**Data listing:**
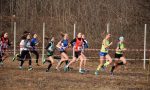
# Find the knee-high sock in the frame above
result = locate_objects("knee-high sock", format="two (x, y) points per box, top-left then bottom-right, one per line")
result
(117, 62), (124, 65)
(96, 65), (102, 71)
(104, 61), (110, 67)
(20, 60), (24, 67)
(111, 66), (116, 72)
(46, 60), (52, 70)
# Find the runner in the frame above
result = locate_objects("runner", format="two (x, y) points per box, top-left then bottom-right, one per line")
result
(43, 37), (55, 72)
(19, 34), (33, 71)
(110, 36), (127, 75)
(31, 34), (40, 66)
(1, 32), (11, 64)
(56, 33), (69, 71)
(12, 31), (30, 61)
(81, 34), (89, 71)
(64, 33), (86, 74)
(95, 34), (112, 75)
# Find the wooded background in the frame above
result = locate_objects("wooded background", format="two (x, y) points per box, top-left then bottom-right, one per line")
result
(0, 0), (150, 58)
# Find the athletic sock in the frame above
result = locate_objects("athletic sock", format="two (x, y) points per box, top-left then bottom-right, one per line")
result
(96, 65), (102, 71)
(117, 62), (124, 65)
(104, 62), (110, 67)
(111, 66), (116, 72)
(65, 60), (69, 65)
(20, 60), (24, 67)
(47, 61), (52, 70)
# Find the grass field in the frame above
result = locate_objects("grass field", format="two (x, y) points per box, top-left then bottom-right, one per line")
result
(0, 56), (150, 90)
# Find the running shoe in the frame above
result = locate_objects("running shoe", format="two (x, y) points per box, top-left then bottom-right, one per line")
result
(19, 66), (23, 70)
(64, 66), (68, 72)
(79, 69), (85, 74)
(28, 66), (33, 71)
(42, 58), (46, 64)
(95, 70), (99, 76)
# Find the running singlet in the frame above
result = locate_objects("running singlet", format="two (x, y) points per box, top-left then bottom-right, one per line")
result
(75, 38), (83, 51)
(46, 41), (55, 52)
(31, 38), (38, 49)
(23, 40), (31, 50)
(116, 43), (125, 54)
(101, 40), (110, 53)
(20, 40), (25, 54)
(1, 37), (10, 50)
(60, 40), (68, 51)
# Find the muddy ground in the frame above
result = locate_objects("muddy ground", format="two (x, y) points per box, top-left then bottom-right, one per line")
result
(0, 58), (150, 90)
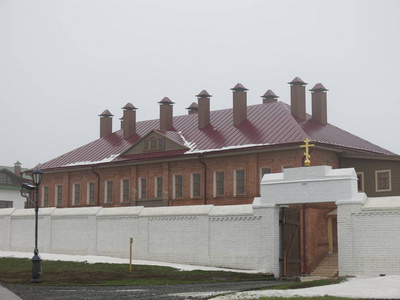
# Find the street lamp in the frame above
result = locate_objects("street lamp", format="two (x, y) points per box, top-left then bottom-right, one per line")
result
(31, 169), (43, 282)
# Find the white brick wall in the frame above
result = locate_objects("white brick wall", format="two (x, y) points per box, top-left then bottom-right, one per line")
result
(338, 197), (400, 276)
(0, 166), (400, 276)
(0, 205), (279, 275)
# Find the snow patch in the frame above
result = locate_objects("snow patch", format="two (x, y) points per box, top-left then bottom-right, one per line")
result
(61, 153), (120, 167)
(185, 143), (271, 154)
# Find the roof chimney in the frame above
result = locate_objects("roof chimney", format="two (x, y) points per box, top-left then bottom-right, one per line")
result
(310, 83), (328, 125)
(99, 109), (114, 138)
(261, 90), (279, 103)
(158, 97), (174, 130)
(288, 77), (307, 120)
(186, 102), (199, 115)
(122, 103), (137, 139)
(231, 83), (248, 126)
(14, 160), (22, 176)
(196, 90), (212, 129)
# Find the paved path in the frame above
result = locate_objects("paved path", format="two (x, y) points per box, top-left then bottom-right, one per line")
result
(0, 281), (282, 300)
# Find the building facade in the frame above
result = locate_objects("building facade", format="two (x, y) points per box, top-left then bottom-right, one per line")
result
(35, 77), (400, 207)
(0, 161), (27, 208)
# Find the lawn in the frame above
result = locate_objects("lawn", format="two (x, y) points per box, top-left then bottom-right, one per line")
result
(0, 258), (275, 285)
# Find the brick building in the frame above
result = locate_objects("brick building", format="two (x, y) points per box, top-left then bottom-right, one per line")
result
(35, 77), (400, 207)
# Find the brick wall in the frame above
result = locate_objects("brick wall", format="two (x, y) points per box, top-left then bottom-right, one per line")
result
(40, 149), (338, 207)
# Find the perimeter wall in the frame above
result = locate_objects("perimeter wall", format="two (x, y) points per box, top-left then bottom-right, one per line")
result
(0, 205), (279, 276)
(0, 166), (400, 276)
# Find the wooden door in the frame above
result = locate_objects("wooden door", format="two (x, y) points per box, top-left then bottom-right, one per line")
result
(281, 207), (301, 276)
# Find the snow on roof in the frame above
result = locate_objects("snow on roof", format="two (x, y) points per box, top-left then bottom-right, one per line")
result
(362, 196), (400, 210)
(41, 101), (395, 170)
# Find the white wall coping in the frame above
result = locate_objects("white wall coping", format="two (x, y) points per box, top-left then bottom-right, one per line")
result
(361, 196), (400, 210)
(97, 206), (144, 217)
(261, 166), (357, 185)
(140, 205), (214, 217)
(11, 207), (56, 217)
(53, 206), (102, 217)
(335, 193), (368, 205)
(209, 204), (253, 217)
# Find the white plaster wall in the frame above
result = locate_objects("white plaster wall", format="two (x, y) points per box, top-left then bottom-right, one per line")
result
(0, 205), (279, 275)
(338, 197), (400, 276)
(0, 189), (26, 208)
(0, 166), (400, 276)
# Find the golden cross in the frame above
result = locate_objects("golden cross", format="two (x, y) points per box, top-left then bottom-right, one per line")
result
(300, 138), (314, 167)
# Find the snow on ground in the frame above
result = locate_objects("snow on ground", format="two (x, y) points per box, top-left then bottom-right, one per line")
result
(0, 251), (400, 300)
(0, 251), (262, 274)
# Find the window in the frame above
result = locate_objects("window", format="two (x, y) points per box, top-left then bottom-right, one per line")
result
(43, 186), (49, 207)
(87, 182), (96, 204)
(174, 175), (183, 198)
(235, 170), (246, 196)
(0, 173), (12, 184)
(56, 185), (62, 206)
(139, 178), (147, 199)
(357, 172), (364, 192)
(191, 173), (201, 198)
(154, 177), (162, 198)
(144, 136), (164, 151)
(121, 179), (130, 202)
(72, 183), (81, 205)
(105, 180), (114, 203)
(214, 171), (225, 197)
(260, 168), (272, 181)
(375, 170), (392, 192)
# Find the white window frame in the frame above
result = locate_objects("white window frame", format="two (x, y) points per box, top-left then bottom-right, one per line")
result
(213, 170), (226, 198)
(72, 183), (82, 205)
(190, 172), (202, 199)
(54, 184), (64, 207)
(356, 172), (365, 192)
(375, 170), (392, 193)
(173, 174), (183, 199)
(233, 169), (246, 197)
(120, 178), (131, 203)
(154, 176), (163, 199)
(86, 182), (96, 205)
(42, 185), (50, 207)
(104, 180), (114, 204)
(138, 177), (149, 199)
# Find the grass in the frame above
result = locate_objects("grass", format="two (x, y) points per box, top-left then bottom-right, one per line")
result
(253, 296), (361, 300)
(0, 258), (275, 285)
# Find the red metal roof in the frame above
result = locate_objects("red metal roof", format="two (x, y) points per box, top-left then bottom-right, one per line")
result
(41, 102), (395, 169)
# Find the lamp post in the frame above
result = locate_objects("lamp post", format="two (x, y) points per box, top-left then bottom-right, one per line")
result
(31, 169), (43, 282)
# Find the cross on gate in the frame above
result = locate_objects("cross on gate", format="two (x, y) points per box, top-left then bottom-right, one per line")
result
(300, 138), (315, 167)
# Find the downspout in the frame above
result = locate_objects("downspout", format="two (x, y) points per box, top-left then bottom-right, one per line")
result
(198, 155), (207, 205)
(91, 165), (100, 206)
(302, 204), (307, 274)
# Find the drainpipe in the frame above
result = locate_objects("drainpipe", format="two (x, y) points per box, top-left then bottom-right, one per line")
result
(302, 204), (307, 273)
(198, 155), (207, 205)
(91, 165), (100, 206)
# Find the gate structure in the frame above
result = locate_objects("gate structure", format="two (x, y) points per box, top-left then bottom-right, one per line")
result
(280, 207), (301, 276)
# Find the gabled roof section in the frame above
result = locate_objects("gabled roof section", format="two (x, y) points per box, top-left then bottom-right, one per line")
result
(41, 101), (395, 170)
(119, 130), (188, 160)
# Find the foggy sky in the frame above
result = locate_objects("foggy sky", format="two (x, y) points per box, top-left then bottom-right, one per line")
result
(0, 0), (400, 167)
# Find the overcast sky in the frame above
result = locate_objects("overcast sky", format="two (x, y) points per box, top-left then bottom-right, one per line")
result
(0, 0), (400, 167)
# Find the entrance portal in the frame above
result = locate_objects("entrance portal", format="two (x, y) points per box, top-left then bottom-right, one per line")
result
(280, 207), (301, 276)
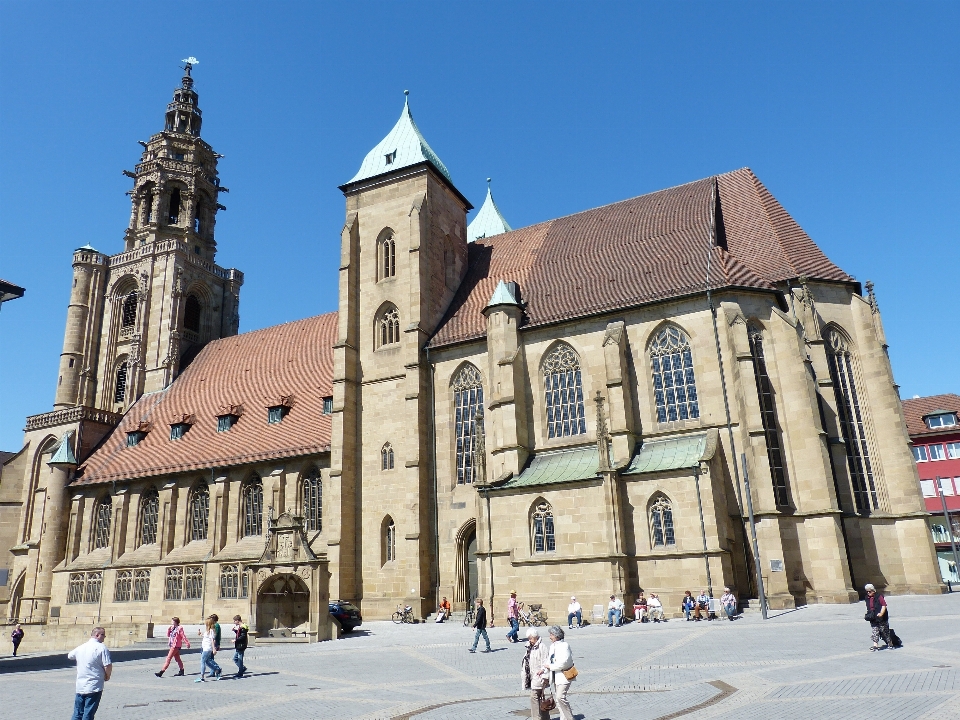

**TASK TO COMPLETE:** Count the lines of the records above that contain the string "entrance", treating uppercase and lowercase as different, and reply with only the number.

**SOLVED EXERCISE:** 2